### DOCUMENT TEXT
★ ★ ★ ★ ★ ★ ★
My blunt take: for your use case, the best path is **decoder-aware bandwidth extension**, not another blind waveform SR model hanging off the end like a decorative tax. If I had to rank the practical options for a voice-agent/TTS stack, it would be:

1. **24 kHz decoder-only retrain first**
2. **Residual high-band restorer conditioned on codec latents**
3. **A stronger non-diffusion decoder replacement with harmonic/phase priors**
4. **Single-step latent flow or distilled diffusion only as an optional HQ tier**

### What has actually worked in the literature

Three families keep showing up when people stop making charts and start making things that sound good.

**First:** direct spectral decoders. APNet2, APCodec, and ComplexDec all lean into direct amplitude/phase or complex-spectrum modeling instead of long waveform upsampling stacks. APNet2 reports better speech quality than APNet and Vocos at 22.05 kHz, APCodec targets streamable 48 kHz audio with 6.67 ms fixed latency, and ComplexDec pushes full-band 48 kHz codec decoding with complex spectral I/O for better robustness. ([arXiv][2])
★ ★ ★ ★ ★ ★ ★
### TO BE DONE
Translate this sentence from the text on speech decoder options into Spanish: "Three families keep showing up when people stop making charts and start making things that sound good."

### COLLECTED MATERIAL
★ ★ ★ ★ ★ ★ ★
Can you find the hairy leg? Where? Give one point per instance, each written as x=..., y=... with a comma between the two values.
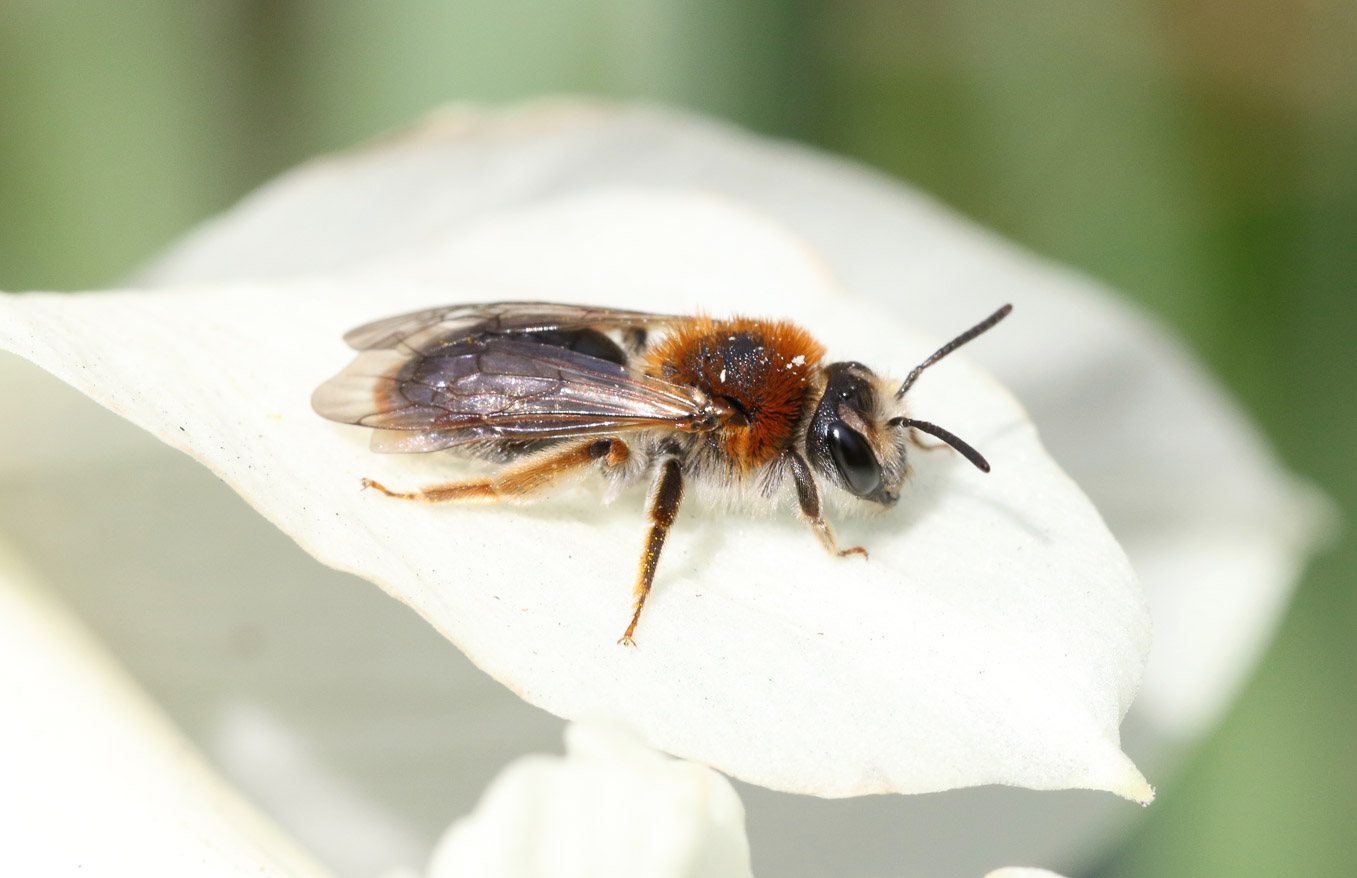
x=662, y=508
x=808, y=498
★ ★ ★ ★ ★ ★ ★
### PROBLEM SOLUTION
Tres familias siguen apareciendo cuando la gente deja de hacer gráficos y empieza a hacer cosas que suenan bien.